Source records:

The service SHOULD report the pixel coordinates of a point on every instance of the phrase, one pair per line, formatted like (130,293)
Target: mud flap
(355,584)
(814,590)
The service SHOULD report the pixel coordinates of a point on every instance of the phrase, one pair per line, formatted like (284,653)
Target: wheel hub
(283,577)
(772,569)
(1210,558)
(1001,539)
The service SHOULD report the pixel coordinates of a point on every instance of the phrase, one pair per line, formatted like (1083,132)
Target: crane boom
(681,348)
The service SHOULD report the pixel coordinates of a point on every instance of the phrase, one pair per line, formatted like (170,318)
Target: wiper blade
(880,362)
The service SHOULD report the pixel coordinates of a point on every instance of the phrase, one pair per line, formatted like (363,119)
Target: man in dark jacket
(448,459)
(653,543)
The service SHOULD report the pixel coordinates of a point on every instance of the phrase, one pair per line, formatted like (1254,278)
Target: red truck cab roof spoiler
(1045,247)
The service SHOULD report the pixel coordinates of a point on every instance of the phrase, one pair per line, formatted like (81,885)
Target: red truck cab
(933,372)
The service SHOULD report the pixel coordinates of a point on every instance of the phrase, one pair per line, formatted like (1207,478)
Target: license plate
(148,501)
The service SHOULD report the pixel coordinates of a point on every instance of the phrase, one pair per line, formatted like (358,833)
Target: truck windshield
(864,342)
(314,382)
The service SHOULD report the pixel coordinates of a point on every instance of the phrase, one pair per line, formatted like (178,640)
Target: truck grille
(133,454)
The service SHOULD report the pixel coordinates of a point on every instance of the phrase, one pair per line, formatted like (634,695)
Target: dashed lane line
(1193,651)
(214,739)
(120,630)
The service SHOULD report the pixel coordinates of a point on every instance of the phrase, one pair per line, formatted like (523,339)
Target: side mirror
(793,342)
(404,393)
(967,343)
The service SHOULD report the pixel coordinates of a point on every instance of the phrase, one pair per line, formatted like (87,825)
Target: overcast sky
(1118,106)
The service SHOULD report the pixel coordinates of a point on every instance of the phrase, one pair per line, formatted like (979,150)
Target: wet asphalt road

__What to work on__
Starting at the line with "formatted like (81,885)", copy every line up to and including the last one in the entries above.

__Response to this exercise__
The service SHOULD report the pixel coordinates of a point on every instance of the phrase, one pair per line, formatted like (81,885)
Target: red truck cab
(933,372)
The service SHOULD report the pixel coordinates of a point on every instance of the phrase, one pair per line, formatted like (1207,478)
Target: license plate
(148,501)
The service SHOULD report the pixel coordinates of a point on every instance of the phrase, one pair per line, formatted like (358,833)
Target: truck windshield
(864,342)
(314,382)
The service SHOULD report the pixel coordinates of a point on every instance of the phrase, one pair per line, formatted like (178,640)
Target: truck grille
(133,454)
The service SHOULD report the pixel coordinates of a point on every instance of the phrase, one pair per line, formatted like (634,695)
Target: dashed lane line
(1193,651)
(214,739)
(120,630)
The service SHOULD report the pixel coordinates of a point on every instance of the phrase, one pair per line, formatted like (523,339)
Target: side mirror
(793,342)
(404,393)
(967,343)
The service SHOULD report the pixel coordinates of a point on every instance of the phrase, one pair per line, formatted like (87,825)
Target: overcast sky
(1118,106)
The service SHOULD report the pixel coordinates of a point on every instance of the phrase, one pair per line, formatted like (979,150)
Target: wet asphalt road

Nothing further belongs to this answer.